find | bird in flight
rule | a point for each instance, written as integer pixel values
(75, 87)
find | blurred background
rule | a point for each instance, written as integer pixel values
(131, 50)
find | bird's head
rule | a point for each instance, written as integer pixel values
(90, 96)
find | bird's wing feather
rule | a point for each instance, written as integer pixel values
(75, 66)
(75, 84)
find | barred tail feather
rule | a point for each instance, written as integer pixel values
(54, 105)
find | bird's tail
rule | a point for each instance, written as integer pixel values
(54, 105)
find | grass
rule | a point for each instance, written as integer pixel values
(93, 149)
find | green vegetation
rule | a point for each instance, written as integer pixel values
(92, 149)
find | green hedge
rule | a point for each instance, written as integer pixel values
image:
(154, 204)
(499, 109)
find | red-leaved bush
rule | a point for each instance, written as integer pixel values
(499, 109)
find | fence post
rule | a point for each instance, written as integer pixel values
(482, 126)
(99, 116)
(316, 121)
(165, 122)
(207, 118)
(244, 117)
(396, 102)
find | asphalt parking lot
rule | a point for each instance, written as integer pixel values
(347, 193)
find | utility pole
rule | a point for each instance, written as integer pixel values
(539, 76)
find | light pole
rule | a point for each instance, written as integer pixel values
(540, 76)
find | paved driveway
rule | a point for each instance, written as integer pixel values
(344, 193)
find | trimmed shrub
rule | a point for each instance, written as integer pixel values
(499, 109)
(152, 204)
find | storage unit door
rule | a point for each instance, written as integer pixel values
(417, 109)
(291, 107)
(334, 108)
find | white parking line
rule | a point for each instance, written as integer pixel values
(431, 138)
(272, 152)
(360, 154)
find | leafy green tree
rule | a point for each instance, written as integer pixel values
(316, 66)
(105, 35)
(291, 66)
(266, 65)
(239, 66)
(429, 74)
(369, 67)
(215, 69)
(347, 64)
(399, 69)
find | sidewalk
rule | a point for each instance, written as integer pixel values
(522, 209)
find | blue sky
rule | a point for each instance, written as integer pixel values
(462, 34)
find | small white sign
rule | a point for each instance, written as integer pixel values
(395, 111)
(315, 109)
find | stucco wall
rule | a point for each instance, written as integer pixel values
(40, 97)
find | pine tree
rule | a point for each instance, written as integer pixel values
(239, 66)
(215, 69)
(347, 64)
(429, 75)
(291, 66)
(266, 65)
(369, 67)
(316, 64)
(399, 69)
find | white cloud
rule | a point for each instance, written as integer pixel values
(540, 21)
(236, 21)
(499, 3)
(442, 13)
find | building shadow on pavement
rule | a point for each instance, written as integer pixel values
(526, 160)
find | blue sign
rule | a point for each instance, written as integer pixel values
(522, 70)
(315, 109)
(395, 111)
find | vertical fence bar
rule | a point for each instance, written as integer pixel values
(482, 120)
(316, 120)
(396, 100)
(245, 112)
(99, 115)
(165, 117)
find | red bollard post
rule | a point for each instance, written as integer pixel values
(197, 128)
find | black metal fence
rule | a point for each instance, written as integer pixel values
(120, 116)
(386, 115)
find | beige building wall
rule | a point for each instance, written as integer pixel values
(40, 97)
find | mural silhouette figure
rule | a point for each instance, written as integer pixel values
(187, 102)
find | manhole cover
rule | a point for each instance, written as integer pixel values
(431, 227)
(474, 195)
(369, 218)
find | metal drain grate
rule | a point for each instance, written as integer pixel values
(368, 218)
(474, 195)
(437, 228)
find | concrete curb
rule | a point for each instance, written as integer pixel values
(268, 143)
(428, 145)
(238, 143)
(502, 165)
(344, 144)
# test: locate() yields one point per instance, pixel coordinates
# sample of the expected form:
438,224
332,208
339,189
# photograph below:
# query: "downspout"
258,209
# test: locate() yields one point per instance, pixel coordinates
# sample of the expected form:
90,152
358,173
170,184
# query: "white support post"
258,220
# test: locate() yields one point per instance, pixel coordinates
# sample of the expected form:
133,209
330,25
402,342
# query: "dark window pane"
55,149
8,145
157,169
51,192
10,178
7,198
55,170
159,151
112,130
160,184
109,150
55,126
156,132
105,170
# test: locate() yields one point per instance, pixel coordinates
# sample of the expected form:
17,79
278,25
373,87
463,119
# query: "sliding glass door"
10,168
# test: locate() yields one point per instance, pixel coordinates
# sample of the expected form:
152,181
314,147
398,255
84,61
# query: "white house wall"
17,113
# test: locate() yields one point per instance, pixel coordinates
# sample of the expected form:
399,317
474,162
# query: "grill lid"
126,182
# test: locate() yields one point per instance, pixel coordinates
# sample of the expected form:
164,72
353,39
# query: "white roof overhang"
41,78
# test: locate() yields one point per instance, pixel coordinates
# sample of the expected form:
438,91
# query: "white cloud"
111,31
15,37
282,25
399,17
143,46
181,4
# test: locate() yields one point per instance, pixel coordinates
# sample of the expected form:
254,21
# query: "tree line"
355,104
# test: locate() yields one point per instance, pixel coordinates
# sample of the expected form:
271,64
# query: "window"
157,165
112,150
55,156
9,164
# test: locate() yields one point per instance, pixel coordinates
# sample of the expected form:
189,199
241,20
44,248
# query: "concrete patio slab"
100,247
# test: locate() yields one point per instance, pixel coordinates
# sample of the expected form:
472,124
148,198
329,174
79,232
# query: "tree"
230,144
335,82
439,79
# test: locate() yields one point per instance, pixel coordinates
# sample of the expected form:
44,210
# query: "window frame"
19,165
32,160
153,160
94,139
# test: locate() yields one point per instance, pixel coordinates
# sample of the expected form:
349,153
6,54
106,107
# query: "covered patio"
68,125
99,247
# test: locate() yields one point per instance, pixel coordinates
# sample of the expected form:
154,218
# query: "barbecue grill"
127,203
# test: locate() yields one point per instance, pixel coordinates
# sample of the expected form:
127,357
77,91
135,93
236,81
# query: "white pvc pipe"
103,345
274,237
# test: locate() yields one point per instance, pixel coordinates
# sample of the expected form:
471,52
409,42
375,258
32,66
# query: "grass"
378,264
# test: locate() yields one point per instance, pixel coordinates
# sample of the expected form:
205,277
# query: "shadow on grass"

....

# DIRECTIONS:
Transcribe all of the material without omitting a line.

# SOLUTION BELOW:
find | bird in flight
rule | a point for each instance, written as integer pixel values
(75, 87)
find | blurred background
rule | a point for each instance, written as integer pixel values
(131, 50)
find | bird's head
rule | a point for each instance, written as integer pixel values
(90, 96)
find | bird's wing feather
rule | a point for each instance, written as integer pixel values
(75, 66)
(75, 84)
find | barred tail feather
rule | a point for each instance, written as integer pixel values
(54, 105)
find | bird's tail
rule | a point for each instance, written as integer pixel values
(54, 105)
find | grass
rule | a point for each instance, written as integer pixel values
(93, 149)
find | green vegetation
rule | a point for each instance, written as integer pixel values
(92, 149)
find | green hedge
rule | a point for each instance, written as integer pixel values
image:
(154, 204)
(499, 109)
find | red-leaved bush
rule | a point for each instance, written as integer pixel values
(499, 109)
find | fence post
rule | a point for each instance, written as integer pixel values
(482, 126)
(99, 116)
(316, 121)
(165, 122)
(207, 118)
(244, 117)
(396, 102)
find | asphalt parking lot
rule | a point for each instance, written as integer pixel values
(347, 193)
find | utility pole
rule | a point for each instance, written as integer pixel values
(539, 76)
find | light pole
rule | a point for each instance, written as integer pixel values
(540, 76)
find | paved driveway
rule | a point for each instance, written as integer pixel values
(344, 193)
find | trimmed shrub
rule | a point for each instance, written as integer pixel values
(499, 109)
(152, 204)
find | storage unit door
rule | a point for each instance, written as integer pixel values
(417, 109)
(291, 107)
(334, 108)
find | white parking line
rule | a point for each instance, written as integer pixel values
(431, 138)
(272, 152)
(360, 154)
find | leafy green tree
rule | a point for each instance, written as integer pixel values
(316, 66)
(105, 35)
(291, 66)
(266, 65)
(239, 66)
(429, 74)
(369, 67)
(215, 69)
(347, 64)
(399, 69)
find | sidewalk
rule | a point for each instance, written as integer pixel values
(522, 209)
find | blue sky
rule | a point for each instance, written as integer pixel values
(462, 34)
find | small white sign
rule | a point for each instance, written as integer pixel values
(395, 111)
(315, 109)
find | stucco wall
rule | a point for each instance, written as integer pixel values
(40, 97)
find | pine tree
rule | a point for each instance, written as integer pixel values
(239, 66)
(215, 69)
(347, 64)
(429, 75)
(291, 66)
(266, 65)
(369, 67)
(316, 64)
(399, 69)
find | white cloud
rule | a point for each instance, written as integer pixel values
(540, 21)
(236, 21)
(499, 3)
(442, 13)
find | building shadow on pavement
rule | a point for each instance, written as integer pixel values
(526, 160)
find | blue sign
rule | a point for each instance, written as integer pixel values
(522, 70)
(315, 109)
(395, 111)
find | vertical fence bar
rule | a point for each instance, written as integer pixel values
(482, 120)
(316, 120)
(396, 100)
(245, 112)
(99, 115)
(165, 117)
find | red bollard post
rule | a point for each instance, written as integer pixel values
(197, 128)
find | black metal fence
rule | a point for each instance, written as integer pixel values
(120, 116)
(386, 115)
find | beige building wall
rule | a point for each instance, written as integer pixel values
(40, 97)
find | mural silhouette figure
rule | a point for each instance, written as integer pixel values
(187, 102)
find | manhole cover
rule | a point for each instance, written as integer pixel values
(431, 227)
(474, 195)
(369, 218)
find | metal drain grate
rule | a point for each instance, written as integer pixel values
(368, 218)
(474, 195)
(437, 228)
find | concrete curb
rule | a point for each instance, written as integer pixel values
(268, 143)
(428, 145)
(238, 143)
(502, 165)
(344, 144)
# test: locate() yields one point per instance, pixel coordinates
# sample of the expected form:
438,224
332,208
339,189
# photograph below:
# query: "downspout"
258,209
# test: locate() yields one point per instance, pixel coordinates
# sample of the expected form:
90,152
358,173
170,184
# query: "white support post"
258,220
# test: locate() yields one point per instance, pixel coordinates
# sample of the expected form:
133,209
330,25
402,342
# query: "dark window pane"
55,149
8,145
157,169
51,192
10,178
7,198
55,170
159,151
112,130
160,184
109,150
55,126
156,132
105,170
# test: locate() yields one point per instance, pixel coordinates
# sample of the expected form:
17,79
278,25
373,87
463,119
# query: "sliding glass door"
10,168
# test: locate() yields one point per instance, pixel coordinates
# sample of the expected form:
152,181
314,147
398,255
84,61
# query: "white house wall"
17,113
# test: locate() yields one point per instance, pixel coordinates
# sample of the expected form:
399,317
474,162
# query: "grill lid"
126,182
# test: locate() yields one point per instance, pixel coordinates
# sample of the expected form:
164,72
353,39
# query: "white roof overhang"
41,78
# test: locate() yields one point per instance, pixel coordinates
# sample of the expected form:
438,91
# query: "white cloud"
111,31
15,37
282,25
399,17
143,46
181,4
# test: locate() yields one point per instance, pixel coordinates
# sample of the expected form:
254,21
# query: "tree line"
355,104
# test: locate() yields one point per instance, pixel coordinates
# sample of the expected form:
271,64
# query: "window"
157,165
112,150
55,156
9,164
# test: locate() yields one point per instance, pixel coordinates
# sample of the expected form:
189,199
241,20
44,248
# query: "concrete patio slab"
100,247
# test: locate() yields one point per instance, pixel coordinates
# sample of the expected form:
472,124
148,198
329,174
79,232
# query: "tree"
230,144
335,82
439,79
# test: locate() yields one point per instance, pixel coordinates
# sample of the expected form:
44,210
# query: "window frame"
19,165
32,160
153,160
94,139
# test: locate() yields one point per instance, pixel coordinates
# sample of the expected form:
349,153
6,54
106,107
# query: "covered patio"
68,125
99,247
# test: locate() yields one point per instance, pixel coordinates
# sample of the expected form:
154,218
# query: "barbecue grill"
127,203
# test: locate() yields one point per instance, pixel coordinates
# sample of the expected form:
127,357
77,91
135,93
236,81
# query: "white pvc pipe"
103,345
274,237
# test: locate() yields one point per instance, pixel coordinates
# sample of the expected form:
471,52
409,42
375,258
32,66
# query: "grass"
378,264
# test: locate() yields one point per instance, pixel coordinates
# sample of the expected form:
205,277
# query: "shadow on grass"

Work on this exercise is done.